Short task:
Rename "rpg launcher" to "rocket launcher" in the stretch of material from the line containing "Please trace the outline of every instance of the rpg" through the line containing "286 153 L 288", and give back only those lines with nothing else changed.

Recorded data:
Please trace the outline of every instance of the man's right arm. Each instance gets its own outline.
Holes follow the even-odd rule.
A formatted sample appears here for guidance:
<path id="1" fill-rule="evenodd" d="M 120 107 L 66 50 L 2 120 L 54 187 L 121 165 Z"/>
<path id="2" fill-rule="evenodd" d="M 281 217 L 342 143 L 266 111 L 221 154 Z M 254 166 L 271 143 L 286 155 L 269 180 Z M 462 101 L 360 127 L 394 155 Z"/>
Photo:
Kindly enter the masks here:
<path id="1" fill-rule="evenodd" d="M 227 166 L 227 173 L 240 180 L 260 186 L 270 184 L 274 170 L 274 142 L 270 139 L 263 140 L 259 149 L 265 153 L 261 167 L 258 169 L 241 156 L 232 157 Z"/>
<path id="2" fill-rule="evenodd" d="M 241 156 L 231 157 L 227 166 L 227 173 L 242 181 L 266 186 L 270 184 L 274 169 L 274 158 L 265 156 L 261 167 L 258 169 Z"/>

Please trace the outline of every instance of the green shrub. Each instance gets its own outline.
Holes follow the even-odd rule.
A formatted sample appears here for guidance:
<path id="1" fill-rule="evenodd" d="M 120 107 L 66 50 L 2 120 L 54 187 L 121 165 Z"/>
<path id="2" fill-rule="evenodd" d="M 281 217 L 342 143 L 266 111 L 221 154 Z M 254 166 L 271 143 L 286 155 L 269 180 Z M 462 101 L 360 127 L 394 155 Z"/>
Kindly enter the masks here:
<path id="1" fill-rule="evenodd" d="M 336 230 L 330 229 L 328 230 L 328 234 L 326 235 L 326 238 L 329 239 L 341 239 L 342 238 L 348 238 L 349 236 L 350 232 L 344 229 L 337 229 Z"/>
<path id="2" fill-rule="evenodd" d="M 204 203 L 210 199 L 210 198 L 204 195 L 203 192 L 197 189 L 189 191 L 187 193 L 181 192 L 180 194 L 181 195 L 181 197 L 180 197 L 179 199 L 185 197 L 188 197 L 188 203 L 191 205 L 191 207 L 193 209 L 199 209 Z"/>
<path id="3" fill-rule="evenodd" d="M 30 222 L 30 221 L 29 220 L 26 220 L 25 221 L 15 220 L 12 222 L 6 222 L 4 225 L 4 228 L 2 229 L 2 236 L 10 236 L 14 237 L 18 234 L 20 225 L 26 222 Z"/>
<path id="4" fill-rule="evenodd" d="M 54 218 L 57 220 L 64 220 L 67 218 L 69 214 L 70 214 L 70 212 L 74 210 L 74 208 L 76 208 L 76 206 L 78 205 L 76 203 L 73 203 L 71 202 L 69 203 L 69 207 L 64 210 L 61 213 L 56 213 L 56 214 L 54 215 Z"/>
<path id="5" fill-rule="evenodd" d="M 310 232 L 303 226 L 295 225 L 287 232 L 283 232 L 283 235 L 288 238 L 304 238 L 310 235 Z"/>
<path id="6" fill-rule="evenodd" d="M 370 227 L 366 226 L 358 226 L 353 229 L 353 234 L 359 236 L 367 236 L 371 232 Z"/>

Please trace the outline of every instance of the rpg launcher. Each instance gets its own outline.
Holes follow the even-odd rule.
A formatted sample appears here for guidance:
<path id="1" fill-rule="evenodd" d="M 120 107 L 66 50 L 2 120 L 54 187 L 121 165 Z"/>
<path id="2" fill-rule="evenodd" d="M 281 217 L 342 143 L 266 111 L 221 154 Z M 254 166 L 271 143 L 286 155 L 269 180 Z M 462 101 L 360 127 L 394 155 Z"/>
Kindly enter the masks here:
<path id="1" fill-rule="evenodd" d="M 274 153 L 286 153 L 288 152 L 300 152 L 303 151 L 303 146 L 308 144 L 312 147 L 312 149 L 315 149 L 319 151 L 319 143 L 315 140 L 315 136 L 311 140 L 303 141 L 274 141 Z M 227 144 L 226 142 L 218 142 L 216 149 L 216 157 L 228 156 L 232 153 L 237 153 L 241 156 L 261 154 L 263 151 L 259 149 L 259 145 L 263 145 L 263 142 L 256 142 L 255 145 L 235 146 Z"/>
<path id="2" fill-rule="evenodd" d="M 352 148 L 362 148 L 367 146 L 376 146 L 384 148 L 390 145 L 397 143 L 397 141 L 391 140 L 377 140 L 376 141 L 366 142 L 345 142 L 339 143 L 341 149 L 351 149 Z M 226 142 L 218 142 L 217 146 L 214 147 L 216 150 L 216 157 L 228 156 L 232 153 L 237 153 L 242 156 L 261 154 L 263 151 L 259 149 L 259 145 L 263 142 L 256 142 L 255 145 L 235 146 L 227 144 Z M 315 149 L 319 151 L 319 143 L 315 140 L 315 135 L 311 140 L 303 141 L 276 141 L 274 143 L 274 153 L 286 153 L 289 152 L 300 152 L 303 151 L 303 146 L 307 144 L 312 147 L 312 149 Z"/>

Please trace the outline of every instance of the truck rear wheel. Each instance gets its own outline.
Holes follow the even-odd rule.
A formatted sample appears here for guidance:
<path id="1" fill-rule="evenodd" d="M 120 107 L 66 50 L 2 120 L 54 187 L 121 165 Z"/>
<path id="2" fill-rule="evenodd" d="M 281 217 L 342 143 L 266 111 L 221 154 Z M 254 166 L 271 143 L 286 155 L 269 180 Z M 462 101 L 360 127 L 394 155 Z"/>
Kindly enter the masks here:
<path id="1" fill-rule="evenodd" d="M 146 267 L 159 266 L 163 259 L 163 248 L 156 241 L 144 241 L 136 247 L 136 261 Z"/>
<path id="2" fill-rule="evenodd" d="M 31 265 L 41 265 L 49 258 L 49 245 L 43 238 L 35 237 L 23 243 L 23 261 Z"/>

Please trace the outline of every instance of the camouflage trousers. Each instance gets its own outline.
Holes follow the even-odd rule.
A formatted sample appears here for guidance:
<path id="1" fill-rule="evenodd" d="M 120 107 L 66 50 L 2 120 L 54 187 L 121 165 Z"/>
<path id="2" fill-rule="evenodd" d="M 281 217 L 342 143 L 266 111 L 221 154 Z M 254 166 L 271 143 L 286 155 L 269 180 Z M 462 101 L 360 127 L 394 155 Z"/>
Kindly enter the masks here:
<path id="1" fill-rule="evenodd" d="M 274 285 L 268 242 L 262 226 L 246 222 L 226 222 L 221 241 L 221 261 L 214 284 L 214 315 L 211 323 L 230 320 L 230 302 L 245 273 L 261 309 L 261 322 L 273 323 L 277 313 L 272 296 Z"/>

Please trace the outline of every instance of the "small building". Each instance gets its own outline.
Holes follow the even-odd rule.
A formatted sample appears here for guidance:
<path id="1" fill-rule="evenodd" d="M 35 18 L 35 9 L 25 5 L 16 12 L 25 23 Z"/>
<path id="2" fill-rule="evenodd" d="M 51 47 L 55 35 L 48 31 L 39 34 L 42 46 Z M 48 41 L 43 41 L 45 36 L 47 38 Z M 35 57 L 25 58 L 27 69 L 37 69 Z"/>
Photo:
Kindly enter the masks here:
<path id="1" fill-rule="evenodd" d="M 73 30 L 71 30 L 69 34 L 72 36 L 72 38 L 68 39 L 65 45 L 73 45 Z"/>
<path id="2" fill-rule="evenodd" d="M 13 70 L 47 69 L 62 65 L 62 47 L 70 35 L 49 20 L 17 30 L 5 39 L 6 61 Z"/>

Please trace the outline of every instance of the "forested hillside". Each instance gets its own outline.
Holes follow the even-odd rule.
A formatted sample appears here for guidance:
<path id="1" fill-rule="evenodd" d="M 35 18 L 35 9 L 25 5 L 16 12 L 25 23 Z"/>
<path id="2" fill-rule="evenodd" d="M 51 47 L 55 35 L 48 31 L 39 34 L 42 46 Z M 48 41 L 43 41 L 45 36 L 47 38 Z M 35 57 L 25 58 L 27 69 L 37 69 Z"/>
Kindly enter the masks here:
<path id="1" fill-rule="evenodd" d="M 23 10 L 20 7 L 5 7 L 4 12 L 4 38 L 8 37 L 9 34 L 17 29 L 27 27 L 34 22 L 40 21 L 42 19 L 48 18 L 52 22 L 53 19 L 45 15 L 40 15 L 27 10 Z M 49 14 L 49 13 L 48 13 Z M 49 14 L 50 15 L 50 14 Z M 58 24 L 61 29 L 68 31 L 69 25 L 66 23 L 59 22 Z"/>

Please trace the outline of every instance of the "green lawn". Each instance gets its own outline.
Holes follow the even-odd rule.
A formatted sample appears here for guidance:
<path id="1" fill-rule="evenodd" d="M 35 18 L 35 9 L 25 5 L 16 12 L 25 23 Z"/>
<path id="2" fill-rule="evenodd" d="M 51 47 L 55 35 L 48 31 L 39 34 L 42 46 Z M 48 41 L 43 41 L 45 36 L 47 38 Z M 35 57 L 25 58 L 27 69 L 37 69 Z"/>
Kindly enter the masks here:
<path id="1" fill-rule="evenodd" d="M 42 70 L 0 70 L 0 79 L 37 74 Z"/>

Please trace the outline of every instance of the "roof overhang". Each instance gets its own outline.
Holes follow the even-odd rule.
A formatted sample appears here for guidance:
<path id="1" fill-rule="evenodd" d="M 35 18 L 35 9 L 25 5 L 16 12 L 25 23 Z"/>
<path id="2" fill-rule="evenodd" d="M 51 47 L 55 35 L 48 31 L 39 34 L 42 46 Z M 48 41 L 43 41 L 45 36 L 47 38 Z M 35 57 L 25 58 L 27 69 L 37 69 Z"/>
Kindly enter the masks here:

Problem solution:
Please trace the outline of every instance of the rocket launcher. Each instance gets its own outline.
Holes follow the even-odd rule.
A formatted sample appears here for guidance:
<path id="1" fill-rule="evenodd" d="M 120 107 L 66 50 L 2 120 L 54 187 L 121 165 Z"/>
<path id="2" fill-rule="evenodd" d="M 281 217 L 342 143 L 266 111 L 221 154 Z M 254 166 L 271 143 L 286 155 L 269 180 Z M 462 101 L 360 127 L 394 155 Z"/>
Kindly enter the masks here:
<path id="1" fill-rule="evenodd" d="M 274 153 L 286 153 L 288 152 L 300 152 L 303 151 L 303 146 L 308 144 L 312 147 L 312 149 L 315 149 L 319 151 L 319 143 L 315 140 L 315 136 L 311 140 L 303 141 L 274 141 Z M 227 144 L 226 142 L 218 142 L 216 149 L 216 157 L 228 156 L 232 153 L 237 153 L 241 156 L 261 154 L 263 151 L 259 149 L 259 145 L 263 145 L 263 142 L 256 142 L 255 145 L 235 146 Z"/>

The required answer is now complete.